---- RAW DATA

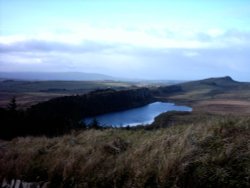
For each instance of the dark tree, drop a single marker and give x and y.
(12, 106)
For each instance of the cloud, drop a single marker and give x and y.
(149, 53)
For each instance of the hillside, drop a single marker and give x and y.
(213, 152)
(70, 76)
(216, 95)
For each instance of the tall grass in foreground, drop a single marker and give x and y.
(214, 153)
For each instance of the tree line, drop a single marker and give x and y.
(60, 115)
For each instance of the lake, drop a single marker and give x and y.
(137, 116)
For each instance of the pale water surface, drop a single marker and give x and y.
(136, 116)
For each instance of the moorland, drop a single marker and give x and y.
(208, 147)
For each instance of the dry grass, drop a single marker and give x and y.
(214, 153)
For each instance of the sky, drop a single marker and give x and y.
(153, 39)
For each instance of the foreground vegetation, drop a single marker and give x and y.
(213, 152)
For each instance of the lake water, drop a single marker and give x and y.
(136, 116)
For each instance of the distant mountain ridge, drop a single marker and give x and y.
(203, 88)
(74, 76)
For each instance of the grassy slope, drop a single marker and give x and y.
(214, 95)
(28, 93)
(214, 152)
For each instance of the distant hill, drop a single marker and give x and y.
(202, 89)
(73, 76)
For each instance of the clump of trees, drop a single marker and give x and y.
(60, 115)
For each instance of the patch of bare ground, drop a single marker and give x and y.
(223, 106)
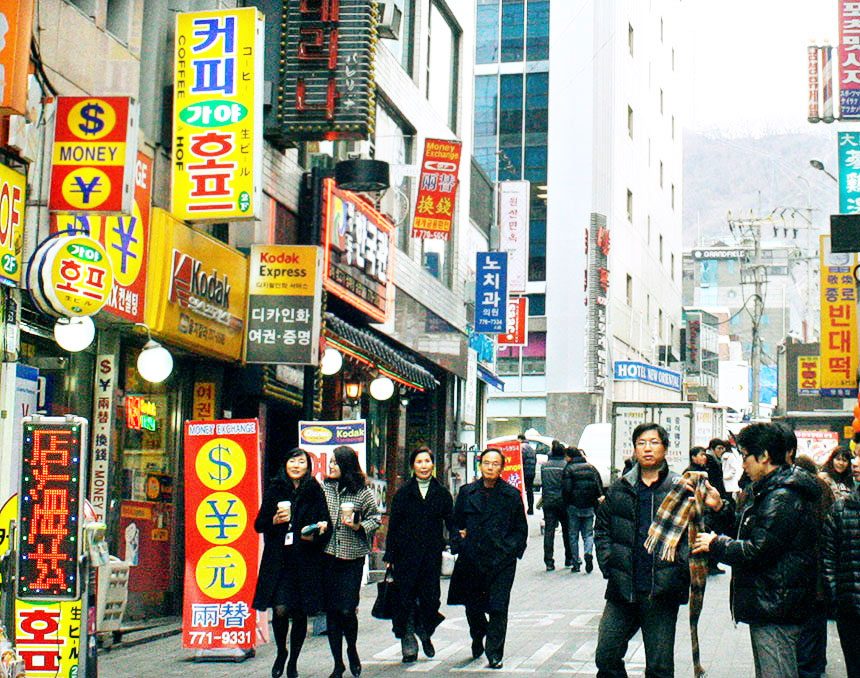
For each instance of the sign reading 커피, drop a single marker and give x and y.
(217, 163)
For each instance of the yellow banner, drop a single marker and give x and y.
(217, 115)
(838, 320)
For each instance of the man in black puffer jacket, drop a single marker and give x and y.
(643, 591)
(841, 562)
(773, 558)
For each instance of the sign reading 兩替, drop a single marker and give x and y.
(356, 241)
(284, 304)
(217, 155)
(49, 513)
(222, 550)
(437, 190)
(491, 292)
(838, 322)
(325, 88)
(95, 146)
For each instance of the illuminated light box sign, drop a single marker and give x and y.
(49, 513)
(325, 86)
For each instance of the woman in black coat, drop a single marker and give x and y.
(290, 580)
(413, 547)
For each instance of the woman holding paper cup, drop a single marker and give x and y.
(293, 519)
(354, 516)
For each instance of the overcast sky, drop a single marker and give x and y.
(748, 61)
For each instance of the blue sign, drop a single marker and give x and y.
(849, 172)
(491, 292)
(628, 370)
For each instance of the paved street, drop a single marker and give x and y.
(552, 631)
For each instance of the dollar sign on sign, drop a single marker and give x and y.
(225, 470)
(93, 124)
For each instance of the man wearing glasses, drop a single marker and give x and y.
(642, 591)
(490, 535)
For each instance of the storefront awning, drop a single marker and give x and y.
(366, 347)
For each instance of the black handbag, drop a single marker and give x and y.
(387, 596)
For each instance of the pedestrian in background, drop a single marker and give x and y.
(642, 591)
(354, 517)
(420, 513)
(490, 535)
(290, 580)
(582, 489)
(529, 470)
(554, 507)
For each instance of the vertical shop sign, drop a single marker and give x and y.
(217, 155)
(222, 550)
(838, 322)
(325, 88)
(320, 438)
(849, 63)
(16, 27)
(491, 292)
(95, 146)
(105, 393)
(437, 190)
(514, 199)
(284, 305)
(13, 186)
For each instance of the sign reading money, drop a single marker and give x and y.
(95, 147)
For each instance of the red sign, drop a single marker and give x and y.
(222, 550)
(437, 190)
(517, 323)
(95, 144)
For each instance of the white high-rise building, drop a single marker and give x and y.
(584, 100)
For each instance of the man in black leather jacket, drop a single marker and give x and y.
(841, 561)
(643, 591)
(773, 557)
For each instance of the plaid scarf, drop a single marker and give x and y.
(682, 511)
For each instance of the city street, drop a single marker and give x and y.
(552, 631)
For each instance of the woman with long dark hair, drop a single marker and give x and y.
(420, 511)
(354, 517)
(293, 519)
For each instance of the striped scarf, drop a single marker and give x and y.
(682, 511)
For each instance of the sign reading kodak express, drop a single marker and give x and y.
(195, 289)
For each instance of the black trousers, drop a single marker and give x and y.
(492, 631)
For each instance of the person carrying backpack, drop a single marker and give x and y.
(581, 490)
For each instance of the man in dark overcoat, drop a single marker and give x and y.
(490, 534)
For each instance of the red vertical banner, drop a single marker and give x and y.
(222, 550)
(437, 190)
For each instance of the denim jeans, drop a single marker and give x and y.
(620, 621)
(775, 649)
(581, 521)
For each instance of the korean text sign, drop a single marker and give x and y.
(95, 146)
(838, 322)
(437, 190)
(217, 115)
(222, 550)
(491, 292)
(284, 302)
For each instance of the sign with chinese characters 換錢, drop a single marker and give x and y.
(356, 241)
(437, 190)
(95, 146)
(325, 88)
(284, 305)
(491, 292)
(222, 550)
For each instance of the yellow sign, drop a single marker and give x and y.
(12, 208)
(217, 115)
(196, 289)
(838, 322)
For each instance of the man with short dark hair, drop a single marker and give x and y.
(643, 591)
(773, 558)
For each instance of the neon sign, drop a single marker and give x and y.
(49, 510)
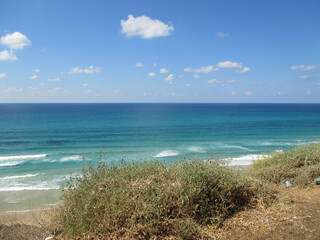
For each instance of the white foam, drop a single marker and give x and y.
(9, 164)
(245, 160)
(238, 147)
(167, 153)
(19, 176)
(26, 188)
(197, 149)
(22, 157)
(71, 158)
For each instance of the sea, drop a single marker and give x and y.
(42, 145)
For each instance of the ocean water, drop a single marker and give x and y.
(42, 144)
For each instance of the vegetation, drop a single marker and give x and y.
(153, 200)
(147, 199)
(300, 166)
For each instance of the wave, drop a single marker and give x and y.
(28, 188)
(167, 153)
(22, 157)
(19, 176)
(9, 164)
(238, 147)
(197, 149)
(245, 160)
(71, 158)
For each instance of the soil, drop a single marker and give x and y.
(295, 215)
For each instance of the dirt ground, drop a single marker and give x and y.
(294, 216)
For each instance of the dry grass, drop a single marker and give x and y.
(152, 200)
(300, 166)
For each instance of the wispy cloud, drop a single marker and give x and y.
(5, 55)
(3, 75)
(243, 70)
(163, 70)
(213, 81)
(169, 78)
(221, 34)
(229, 64)
(206, 69)
(57, 79)
(152, 74)
(89, 70)
(304, 77)
(13, 90)
(145, 27)
(304, 67)
(15, 40)
(139, 64)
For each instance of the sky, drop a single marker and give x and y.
(226, 51)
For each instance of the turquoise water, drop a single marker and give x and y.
(40, 144)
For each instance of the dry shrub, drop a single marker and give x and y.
(151, 200)
(300, 166)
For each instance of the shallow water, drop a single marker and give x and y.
(41, 144)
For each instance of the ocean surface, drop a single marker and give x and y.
(42, 144)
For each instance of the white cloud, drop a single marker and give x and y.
(304, 67)
(3, 75)
(54, 90)
(89, 70)
(244, 70)
(169, 78)
(229, 64)
(139, 64)
(145, 27)
(221, 34)
(152, 74)
(13, 90)
(213, 81)
(54, 79)
(7, 56)
(206, 69)
(233, 81)
(163, 70)
(304, 77)
(15, 40)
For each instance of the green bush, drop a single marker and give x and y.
(300, 166)
(151, 199)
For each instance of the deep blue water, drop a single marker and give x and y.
(42, 143)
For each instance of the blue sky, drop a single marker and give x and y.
(160, 51)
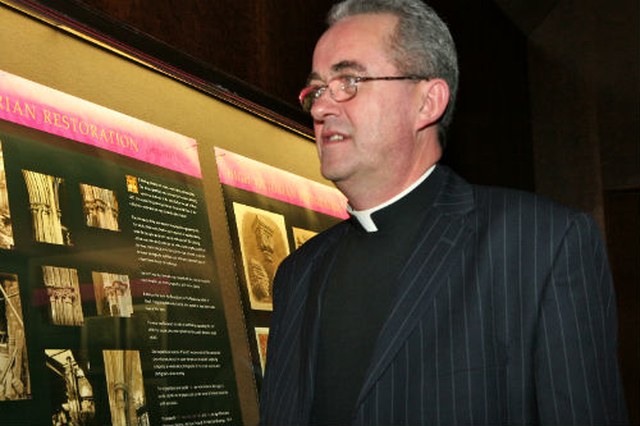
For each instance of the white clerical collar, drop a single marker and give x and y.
(364, 216)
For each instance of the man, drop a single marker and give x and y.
(438, 302)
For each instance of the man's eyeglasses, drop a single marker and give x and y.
(342, 88)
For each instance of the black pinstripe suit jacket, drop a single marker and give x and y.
(505, 314)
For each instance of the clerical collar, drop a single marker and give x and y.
(364, 216)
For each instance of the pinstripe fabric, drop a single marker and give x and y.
(505, 314)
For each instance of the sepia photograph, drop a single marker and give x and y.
(113, 294)
(125, 386)
(72, 397)
(6, 230)
(100, 207)
(263, 243)
(262, 336)
(45, 199)
(63, 290)
(14, 365)
(300, 236)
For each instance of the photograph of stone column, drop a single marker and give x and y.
(14, 365)
(6, 230)
(126, 388)
(262, 336)
(113, 294)
(100, 207)
(263, 243)
(300, 236)
(45, 205)
(64, 295)
(72, 396)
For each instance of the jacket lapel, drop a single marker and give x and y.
(442, 237)
(309, 332)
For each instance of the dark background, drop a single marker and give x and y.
(548, 97)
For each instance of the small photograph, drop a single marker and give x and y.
(15, 382)
(263, 243)
(72, 398)
(300, 236)
(63, 291)
(6, 230)
(262, 336)
(113, 294)
(132, 184)
(100, 207)
(126, 388)
(45, 200)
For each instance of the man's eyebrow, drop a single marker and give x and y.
(339, 67)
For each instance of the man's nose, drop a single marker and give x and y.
(323, 106)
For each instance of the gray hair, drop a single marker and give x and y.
(420, 45)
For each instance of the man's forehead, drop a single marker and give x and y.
(339, 68)
(353, 44)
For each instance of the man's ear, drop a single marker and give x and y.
(434, 96)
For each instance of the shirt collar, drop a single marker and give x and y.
(364, 216)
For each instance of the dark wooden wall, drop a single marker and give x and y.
(552, 109)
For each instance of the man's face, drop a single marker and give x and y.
(366, 141)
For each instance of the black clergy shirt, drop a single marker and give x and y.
(357, 297)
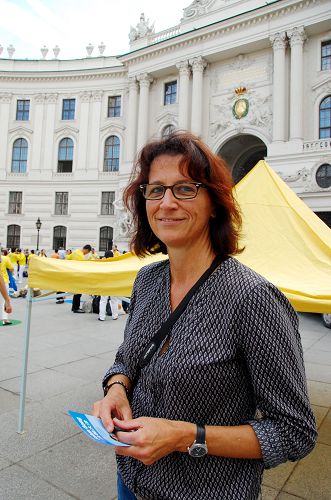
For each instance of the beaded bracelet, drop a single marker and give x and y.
(107, 387)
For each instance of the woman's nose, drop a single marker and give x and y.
(168, 198)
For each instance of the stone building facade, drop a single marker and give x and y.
(253, 79)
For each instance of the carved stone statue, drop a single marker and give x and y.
(141, 30)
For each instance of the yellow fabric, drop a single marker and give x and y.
(4, 265)
(13, 258)
(114, 276)
(285, 242)
(21, 259)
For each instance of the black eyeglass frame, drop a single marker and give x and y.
(198, 185)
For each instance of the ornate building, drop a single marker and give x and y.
(252, 78)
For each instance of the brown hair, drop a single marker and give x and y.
(201, 165)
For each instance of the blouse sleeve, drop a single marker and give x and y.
(119, 366)
(271, 345)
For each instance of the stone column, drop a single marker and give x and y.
(82, 163)
(297, 38)
(144, 81)
(39, 131)
(94, 132)
(47, 156)
(131, 129)
(198, 66)
(5, 100)
(183, 101)
(278, 41)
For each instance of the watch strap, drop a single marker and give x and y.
(201, 434)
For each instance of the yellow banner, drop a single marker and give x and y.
(284, 241)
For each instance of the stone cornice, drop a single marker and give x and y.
(74, 75)
(264, 14)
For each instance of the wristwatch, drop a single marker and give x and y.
(199, 448)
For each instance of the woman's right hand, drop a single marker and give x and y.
(115, 404)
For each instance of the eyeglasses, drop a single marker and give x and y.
(181, 190)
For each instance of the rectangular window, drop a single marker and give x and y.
(61, 203)
(114, 106)
(326, 55)
(15, 202)
(107, 203)
(68, 109)
(23, 109)
(170, 93)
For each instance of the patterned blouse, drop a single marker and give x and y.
(234, 357)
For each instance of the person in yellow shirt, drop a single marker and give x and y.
(79, 254)
(22, 263)
(5, 306)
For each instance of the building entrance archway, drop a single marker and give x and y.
(242, 153)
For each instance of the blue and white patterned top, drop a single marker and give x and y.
(234, 357)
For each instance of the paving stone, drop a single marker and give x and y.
(311, 477)
(19, 484)
(11, 368)
(77, 465)
(269, 493)
(43, 428)
(89, 368)
(320, 413)
(319, 393)
(324, 433)
(318, 372)
(8, 401)
(44, 383)
(276, 477)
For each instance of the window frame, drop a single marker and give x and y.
(61, 207)
(116, 107)
(65, 162)
(107, 207)
(22, 161)
(327, 57)
(326, 111)
(65, 237)
(327, 176)
(16, 237)
(108, 246)
(165, 95)
(70, 110)
(15, 207)
(113, 159)
(25, 112)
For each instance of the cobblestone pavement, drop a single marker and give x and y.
(68, 355)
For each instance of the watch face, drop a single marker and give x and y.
(198, 450)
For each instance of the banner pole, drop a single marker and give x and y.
(24, 370)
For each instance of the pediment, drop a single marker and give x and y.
(67, 130)
(21, 130)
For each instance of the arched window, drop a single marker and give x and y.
(325, 118)
(59, 237)
(112, 154)
(106, 238)
(13, 236)
(66, 155)
(20, 156)
(323, 175)
(169, 129)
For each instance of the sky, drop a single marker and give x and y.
(72, 24)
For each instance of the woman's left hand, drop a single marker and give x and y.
(153, 438)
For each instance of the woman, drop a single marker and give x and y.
(225, 395)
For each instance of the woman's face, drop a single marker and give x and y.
(177, 223)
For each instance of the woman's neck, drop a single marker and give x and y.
(186, 266)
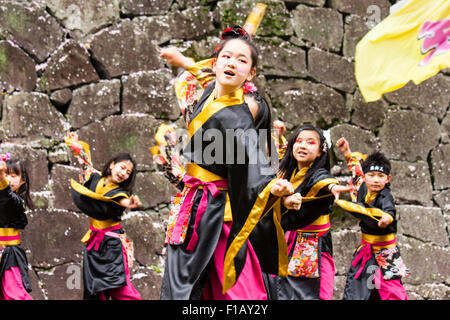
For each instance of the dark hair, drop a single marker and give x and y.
(17, 167)
(376, 161)
(288, 164)
(237, 32)
(128, 184)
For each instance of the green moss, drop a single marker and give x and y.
(3, 60)
(16, 20)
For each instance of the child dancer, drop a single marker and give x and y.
(378, 257)
(103, 196)
(306, 214)
(14, 196)
(208, 253)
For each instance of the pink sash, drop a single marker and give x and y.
(194, 184)
(365, 253)
(97, 236)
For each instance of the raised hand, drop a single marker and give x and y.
(281, 188)
(293, 202)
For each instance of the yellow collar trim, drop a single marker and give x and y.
(89, 193)
(212, 106)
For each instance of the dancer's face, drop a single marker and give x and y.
(121, 171)
(306, 148)
(376, 181)
(233, 65)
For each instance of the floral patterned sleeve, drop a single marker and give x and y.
(81, 151)
(167, 154)
(354, 160)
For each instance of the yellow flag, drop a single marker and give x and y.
(412, 43)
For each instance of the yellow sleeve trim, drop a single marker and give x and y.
(234, 98)
(373, 213)
(4, 184)
(204, 78)
(257, 212)
(85, 191)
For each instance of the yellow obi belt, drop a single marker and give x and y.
(97, 231)
(196, 178)
(9, 236)
(379, 242)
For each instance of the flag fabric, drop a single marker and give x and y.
(412, 43)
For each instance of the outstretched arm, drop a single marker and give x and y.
(131, 203)
(82, 153)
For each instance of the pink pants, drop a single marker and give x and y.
(12, 286)
(389, 290)
(249, 285)
(326, 276)
(127, 292)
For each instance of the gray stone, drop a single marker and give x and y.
(355, 28)
(279, 58)
(445, 129)
(145, 7)
(440, 166)
(403, 141)
(35, 162)
(192, 23)
(82, 17)
(61, 176)
(431, 96)
(425, 223)
(158, 28)
(17, 69)
(37, 293)
(427, 262)
(45, 243)
(367, 115)
(443, 200)
(320, 26)
(69, 66)
(65, 280)
(331, 70)
(31, 115)
(364, 8)
(123, 49)
(276, 21)
(147, 235)
(94, 102)
(150, 92)
(61, 97)
(132, 133)
(409, 177)
(299, 102)
(31, 28)
(360, 140)
(153, 189)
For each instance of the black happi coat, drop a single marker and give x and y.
(295, 288)
(362, 288)
(12, 215)
(248, 180)
(385, 202)
(103, 268)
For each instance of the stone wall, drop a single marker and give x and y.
(93, 67)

--------

_TASK REQUIREMENTS_
Lines before the one containing "For each instance of the black happi" are to be left out; that line and every line after it through the end of the data should be copied exactly.

_ANSWER BOX_
For each instance of the black happi coat, drop a single marker and give x and y.
(295, 288)
(362, 288)
(12, 215)
(248, 180)
(385, 202)
(103, 268)
For each instance of the stone wall, drop a single marker and give x and y.
(93, 67)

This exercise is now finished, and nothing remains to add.